» INSTRUÇÕES DE TRABALHO:
(a) Resuma em duas frases o texto sobre a solidariedade.
(b) Transcreva do texto sobre a solidariedade o trecho que começa em "Até parece mentira, mas" e segue até "juventude de hoje.".
(c) Diga se cada uma das afirmações seguintes concorda com o texto sobre a solidariedade. Responda sim ou não e cite as palavras exatas do texto que o decidem: (i) a mulher que vive momentos difíceis recusou ajudar a outra; (ii) a autora da mensagem ajudou sem-abrigo quando estudava no Porto; (iii) segundo a mensagem, ajudar tem de ser caro.

» TEXTO PARA LER:
Até parece mentira, mas não é: Há pessoas “condenadas” a serem… boas pessoas. Diria mesmo, excelentes. Não têm como fugir a esse desígnio. Não sei se é inato, se lhes está na “massa do sangue” ou se aprenderam a ser assim tendo alguém como exemplo. Nalguns casos, copiando-o por ser bom, noutros, usando-o como modelo a rejeitar, por ser mau. O seu principal objetivo de vida é ajudar os outros e fazem-no com toda a naturalidade, como se tivessem vindo a este mundo só para servir. Nos últimos tempos tenho acompanhado ações de algumas delas, de cariz humanista e solidário. E o curioso também, é verificar que uma boa parte são jovens e meio jovens, contrariando esse mau hábito que temos de ver e dizer mal da juventude de hoje.
Ainda há dias fui surpreendido com a atitude de uma mulher que vive momentos difíceis. Quando lhe falaram da situação crítica de outra, a sua reação imediata foi: “Em que posso ajudar”? Como é possível alguém na sua situação oferecer-se para ajudar os outros? Só por um desprendimento total de si mesma, colocando sempre o próximo em primeiro lugar. Como se as dificuldades dele sejam sempre as mais importantes, as mais urgentes, aquelas que têm de ser resolvidas… Uma lição de vida a confirmar que todos podem ajudar de uma ou outra forma e quaisquer desculpas para o não fazer, não passam de desculpas esfarrapadas. Há sempre algo que podemos fazer pelo “outro”, até porque há muitas coisas que não custam nada, para as quais não se exige dinheiro, só boa vontade ou um pouco de tempo.
Há dias foi-me permitido aceder à mensagem de uma senhora ainda jovem, também um exemplo de solidariedade, partilha e dedicação aos que precisam, quer sejam pessoas ou animais com necessidades. Não discrimina quem precisa, não olha para o lado quando se depara com um caso. Abdica de si para acorrer a um necessitado, é feliz por poder ajudar e partilhar. A mensagem era dirigida a uma sua amiga, também ela jovem, também ela solidária. Um desabafo que, só por si, revela uma alma generosa, um coração cheio de bondade e espírito de bem fazer. São razões mais que suficientes para a transcrever:
“Eu adoro ajudar. Acredite, sinto-me mesmo feliz… da outra vez não ajudei com mercearia. Por isso, compro algumas coisinhas agora… Amanhã, às 12h, deixo tudo aí…
Muitas vezes dizem-me que não posso ser assim e que nunca vou mudar o mundo. É verdade. Mas, pelo menos, quando ajudo o meu mundo, faz a diferença. E muitas vezes essa diferença, por mais pequena que seja, é entre comer ou não comer… Sejam pessoas ou animais. Ajudar não tem que ser caro, nem ter idade, nem estatuto. Muitas vezes ajudei sem abrigos quando estudava no Porto. Comia menos gelados ou ia menos vezes ao shopping depois das aulas. E trocava isso bem por lhes poder dar uma baguete ou sopa quente … enche-me o coração e sinto-me útil.

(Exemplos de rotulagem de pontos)

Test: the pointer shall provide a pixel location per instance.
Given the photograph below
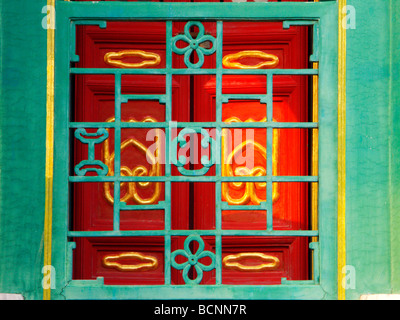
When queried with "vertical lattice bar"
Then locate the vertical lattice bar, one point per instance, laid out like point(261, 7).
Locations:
point(117, 152)
point(269, 163)
point(168, 119)
point(218, 171)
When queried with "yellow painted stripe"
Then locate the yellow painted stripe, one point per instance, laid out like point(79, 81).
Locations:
point(341, 151)
point(49, 152)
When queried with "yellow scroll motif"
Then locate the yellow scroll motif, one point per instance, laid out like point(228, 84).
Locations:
point(250, 194)
point(270, 60)
point(233, 262)
point(140, 170)
point(149, 262)
point(114, 59)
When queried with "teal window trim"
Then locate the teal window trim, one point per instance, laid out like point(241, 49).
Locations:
point(323, 17)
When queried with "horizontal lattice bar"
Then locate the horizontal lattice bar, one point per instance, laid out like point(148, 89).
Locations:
point(152, 233)
point(194, 71)
point(197, 125)
point(193, 179)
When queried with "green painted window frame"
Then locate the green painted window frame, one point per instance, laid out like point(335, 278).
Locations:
point(321, 14)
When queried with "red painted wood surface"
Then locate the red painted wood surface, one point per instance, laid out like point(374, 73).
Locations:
point(193, 204)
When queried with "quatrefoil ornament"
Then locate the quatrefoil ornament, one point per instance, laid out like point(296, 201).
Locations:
point(194, 44)
point(193, 259)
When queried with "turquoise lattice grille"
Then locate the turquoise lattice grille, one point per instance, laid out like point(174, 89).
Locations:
point(321, 16)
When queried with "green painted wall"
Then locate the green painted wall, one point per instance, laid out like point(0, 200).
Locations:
point(394, 154)
point(23, 123)
point(373, 147)
point(367, 185)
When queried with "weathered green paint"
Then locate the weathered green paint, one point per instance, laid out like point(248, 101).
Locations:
point(373, 153)
point(23, 101)
point(367, 185)
point(323, 16)
point(394, 146)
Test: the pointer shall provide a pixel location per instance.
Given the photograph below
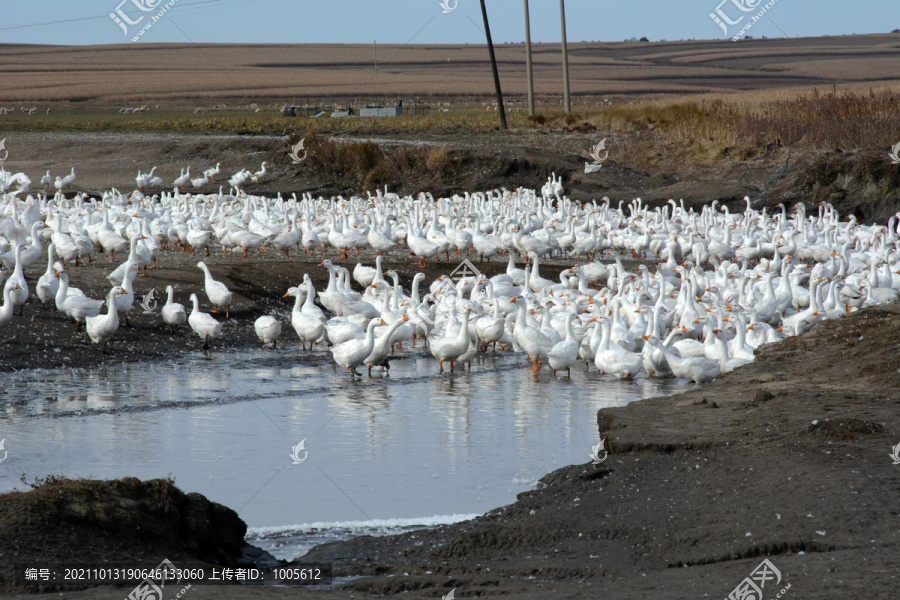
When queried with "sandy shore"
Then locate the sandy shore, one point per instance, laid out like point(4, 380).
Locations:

» RESPOSTAS DADAS:
(a) O texto fala de pessoas cujo principal objetivo de vida é ajudar os outros, muitas delas jovens, e conta o caso de uma mulher que, mesmo vivendo momentos difíceis, se ofereceu para ajudar outra. Reproduz também a mensagem de uma senhora jovem que diz adorar ajudar e afirma que essa ajuda, por mais pequena que seja, pode fazer a diferença entre comer ou não comer.

(b)
Até parece mentira, mas não é: Há pessoas “condenadas” a serem… boas pessoas. Diria mesmo, excelentes. Não têm como fugir a esse desígnio. Não sei se é inato, se lhes está na “massa do sangue” ou se aprenderam a ser assim tendo alguém como exemplo. Nalguns casos, copiando-o por ser bom, noutros, usando-o como modelo a rejeitar, por ser mau. O seu principal objetivo de vida é ajudar os outros e fazem-no com toda a naturalidade, como se tivessem vindo a este mundo só para servir. Nos últimos tempos tenho acompanhado ações de algumas delas, de cariz humanista e solidário. E o curioso também, é verificar que uma boa parte são jovens e meio jovens, contrariando esse mau hábito que temos de ver e dizer mal da juventude de hoje.

(c)
(i) Não: "a sua reação imediata foi: “Em que posso ajudar”?"
(ii) Sim: "Muitas vezes ajudei sem abrigos quando estudava no Porto."
(iii) Não: "Ajudar não tem que ser caro, nem ter idade, nem estatuto."